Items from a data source

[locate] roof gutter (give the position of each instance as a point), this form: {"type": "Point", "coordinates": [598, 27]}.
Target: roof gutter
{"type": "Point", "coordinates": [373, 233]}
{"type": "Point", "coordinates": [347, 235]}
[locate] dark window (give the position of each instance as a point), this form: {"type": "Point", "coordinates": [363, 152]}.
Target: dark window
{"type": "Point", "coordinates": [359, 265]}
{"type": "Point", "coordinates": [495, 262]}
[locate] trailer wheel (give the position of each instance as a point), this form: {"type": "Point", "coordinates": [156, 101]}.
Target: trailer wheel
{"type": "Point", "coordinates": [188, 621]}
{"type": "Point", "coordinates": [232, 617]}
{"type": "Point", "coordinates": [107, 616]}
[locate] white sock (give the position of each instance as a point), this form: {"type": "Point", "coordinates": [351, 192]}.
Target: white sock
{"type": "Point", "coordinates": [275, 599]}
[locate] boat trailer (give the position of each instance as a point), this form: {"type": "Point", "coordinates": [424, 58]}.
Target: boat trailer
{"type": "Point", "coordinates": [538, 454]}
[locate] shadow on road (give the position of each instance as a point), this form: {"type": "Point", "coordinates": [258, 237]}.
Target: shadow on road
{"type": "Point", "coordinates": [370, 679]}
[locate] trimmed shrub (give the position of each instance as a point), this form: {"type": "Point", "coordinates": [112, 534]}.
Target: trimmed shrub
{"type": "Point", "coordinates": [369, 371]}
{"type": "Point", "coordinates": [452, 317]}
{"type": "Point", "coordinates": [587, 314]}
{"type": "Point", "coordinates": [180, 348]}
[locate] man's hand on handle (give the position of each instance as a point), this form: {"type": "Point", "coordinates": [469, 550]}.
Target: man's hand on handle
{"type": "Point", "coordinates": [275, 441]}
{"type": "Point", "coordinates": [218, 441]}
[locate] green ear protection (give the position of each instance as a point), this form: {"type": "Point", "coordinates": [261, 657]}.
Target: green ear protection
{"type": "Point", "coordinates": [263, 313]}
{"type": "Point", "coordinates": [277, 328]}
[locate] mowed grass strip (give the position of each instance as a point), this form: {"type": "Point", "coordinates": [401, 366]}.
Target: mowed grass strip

WHAT YOU ARE ASKED TO DO: Rewrite the lines above as a Markdown table with the columns No. and Line. Number every row and omit any blank lines.

THE ANSWER:
| No. | Line |
|---|---|
| 1 | [locate] roof gutter (give the position of each instance as a point), this form: {"type": "Point", "coordinates": [598, 27]}. |
| 2 | Target: roof gutter |
| 3 | {"type": "Point", "coordinates": [373, 233]} |
| 4 | {"type": "Point", "coordinates": [347, 235]} |
| 5 | [locate] dark window (give the position of each instance as a point), this form: {"type": "Point", "coordinates": [363, 152]}. |
| 6 | Target: dark window |
| 7 | {"type": "Point", "coordinates": [359, 265]} |
| 8 | {"type": "Point", "coordinates": [495, 262]} |
| 9 | [locate] trailer wheel (give the position of each instance as a point), this form: {"type": "Point", "coordinates": [156, 101]}. |
| 10 | Target: trailer wheel |
| 11 | {"type": "Point", "coordinates": [188, 621]} |
| 12 | {"type": "Point", "coordinates": [232, 617]} |
| 13 | {"type": "Point", "coordinates": [107, 616]} |
| 14 | [locate] white sock (give the position of each instance as a point), this form: {"type": "Point", "coordinates": [351, 192]}. |
| 15 | Target: white sock |
| 16 | {"type": "Point", "coordinates": [275, 599]} |
| 17 | [locate] boat trailer (give the position of each instance as a point), this form: {"type": "Point", "coordinates": [424, 58]}. |
| 18 | Target: boat trailer |
| 19 | {"type": "Point", "coordinates": [538, 454]} |
| 20 | [locate] shadow on road (give the position of each instance as a point), this form: {"type": "Point", "coordinates": [258, 237]}. |
| 21 | Target: shadow on road |
| 22 | {"type": "Point", "coordinates": [370, 679]} |
| 23 | [locate] trimmed shrub (give the position of each instance as a point), this form: {"type": "Point", "coordinates": [112, 534]}. |
| 24 | Target: trimmed shrub |
| 25 | {"type": "Point", "coordinates": [369, 371]} |
| 26 | {"type": "Point", "coordinates": [452, 317]} |
| 27 | {"type": "Point", "coordinates": [587, 314]} |
| 28 | {"type": "Point", "coordinates": [180, 348]} |
| 29 | [locate] man's hand on handle (give the position of each instance as a point), this form: {"type": "Point", "coordinates": [469, 550]}. |
| 30 | Target: man's hand on handle |
| 31 | {"type": "Point", "coordinates": [275, 441]} |
| 32 | {"type": "Point", "coordinates": [218, 441]} |
| 33 | [locate] green ear protection (give the position of each instance as a point), this form: {"type": "Point", "coordinates": [261, 657]}. |
| 34 | Target: green ear protection |
| 35 | {"type": "Point", "coordinates": [263, 313]} |
| 36 | {"type": "Point", "coordinates": [277, 328]} |
| 37 | [locate] mowed grass strip (give the position of each instance as a point), this form: {"type": "Point", "coordinates": [401, 366]}. |
| 38 | Target: mowed grass strip |